§ LINHAS LISTADAS:
%%

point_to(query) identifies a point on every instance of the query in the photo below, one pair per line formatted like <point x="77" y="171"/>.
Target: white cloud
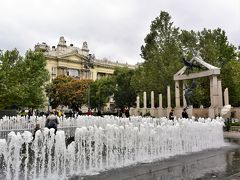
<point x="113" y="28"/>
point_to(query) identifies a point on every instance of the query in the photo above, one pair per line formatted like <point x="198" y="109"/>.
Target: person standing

%%
%%

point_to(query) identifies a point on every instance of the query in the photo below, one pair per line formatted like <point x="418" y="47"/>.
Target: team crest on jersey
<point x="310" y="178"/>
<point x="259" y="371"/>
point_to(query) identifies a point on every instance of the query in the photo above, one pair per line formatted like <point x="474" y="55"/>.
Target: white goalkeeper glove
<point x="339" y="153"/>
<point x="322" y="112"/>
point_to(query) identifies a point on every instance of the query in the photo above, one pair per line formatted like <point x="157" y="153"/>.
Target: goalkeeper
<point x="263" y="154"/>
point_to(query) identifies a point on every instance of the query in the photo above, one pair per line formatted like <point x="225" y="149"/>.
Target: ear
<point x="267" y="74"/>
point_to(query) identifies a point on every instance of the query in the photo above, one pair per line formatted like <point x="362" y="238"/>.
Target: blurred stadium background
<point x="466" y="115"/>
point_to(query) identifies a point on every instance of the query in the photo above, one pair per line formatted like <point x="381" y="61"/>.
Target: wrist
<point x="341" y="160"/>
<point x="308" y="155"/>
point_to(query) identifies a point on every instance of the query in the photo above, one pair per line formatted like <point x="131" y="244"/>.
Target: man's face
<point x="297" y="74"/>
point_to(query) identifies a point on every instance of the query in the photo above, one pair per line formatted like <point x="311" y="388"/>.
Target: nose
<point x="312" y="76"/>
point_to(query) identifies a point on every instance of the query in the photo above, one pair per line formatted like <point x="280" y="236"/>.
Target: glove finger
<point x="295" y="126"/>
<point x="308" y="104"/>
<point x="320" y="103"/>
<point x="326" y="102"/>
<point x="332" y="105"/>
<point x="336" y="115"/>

%%

Mostre todas as linhas acima em que aparece a palavra "line". Considere a distinção entre maiúsculas e minúsculas.

point_to(query) identifies a point on every instance of the query in the photo below, one pair per line formatted like <point x="77" y="171"/>.
point_to(query) identifies a point on every instance of the query in the photo above, one pair per line formatted like <point x="198" y="109"/>.
point_to(query) identifies a point on every instance of the query in the photo below, one pair per line formatted like <point x="418" y="47"/>.
point_to(query) identifies a point on every instance of the query in the photo above, one pair per line formatted like <point x="474" y="55"/>.
point_to(query) identifies a point on every instance of the query in the photo above, one pair per line formatted like <point x="157" y="153"/>.
point_to(query) identifies a point on every instance of the query in the photo above, one pair per line formatted like <point x="225" y="149"/>.
point_to(query) identifies a point on every instance of the query in the photo above, one pair per line formatted like <point x="362" y="238"/>.
point_to(query) identifies a point on every instance of the query in the photo above, one pair per line formatted like <point x="381" y="61"/>.
point_to(query) identifies a point on every instance of the query in the photo above, one pair per line formatted like <point x="131" y="244"/>.
point_to(query) identifies a point on every instance of the query in the photo above, one pair per line formatted like <point x="311" y="388"/>.
point_to(query) identifies a point on every instance of the query in the photo above, one pair per line formatted like <point x="280" y="236"/>.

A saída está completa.